▸ **EXTRACT TO READ**:
────

"The raucous protests at congressional town-hall-style meetings have succeeded in fueling opposition to proposed health care bills among some Americans," USA Today reports on USA Today/Gallup poll.
"In a survey of 1,000 adults taken Tuesday, 34% say demonstrations at the hometown sessions have made them more sympathetic to the protesters' views; 21% say they are less sympathetic. Independents by 2-to-1, 35%-16%, say they are more sympathetic to the protesters now."
White House adviser David Axelrod questioned the survey's methodology, noting that those who said they were more sympathetic to the protesters now were likely to have started out on that side. He told USA Today of the protests: "'There is a media fetish about these things... but I don't think this has changed much' when it comes to public opinion." The poll also found that 51 percent of people say the "angry attacks against a bill" are democracy in action instead of an abuse of democracy (Page, 8/13).

────

▸ **PROVIDED DATA**:
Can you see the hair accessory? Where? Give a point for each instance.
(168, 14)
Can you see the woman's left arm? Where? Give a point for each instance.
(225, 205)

────

▸ **USING THE INFORMATION**:
a - In the news summary about the town-hall protest poll, why did David Axelrod question the survey's methodology? Answer in one to three sentences.
b - Extend the news summary about the town-hall protest poll, starting after its last sentence.

▸ **RESPONSES TO THE TASKS**:
a - Axelrod doubted the methodology because he believed the people who said they were now more sympathetic to the protesters had probably held that view from the start.

b -
The Christian Science Monitor: "Much public anxiety and outrage center squarely on the healthcare issue concerns such as whether legislation would reduce the quality of the insurance people already have.
Roughly equal numbers of Americans would advise their representative to vote for (35 percent) and against (36 percent) a reform bill, finds a new Gallup poll. When asked to choose who should make 'tough decisions' about 'which patients get certain treatments,' 40 percent said insurers and 40 percent said government, in a CNN/Opinion Research poll" (Trumbull, 8/12).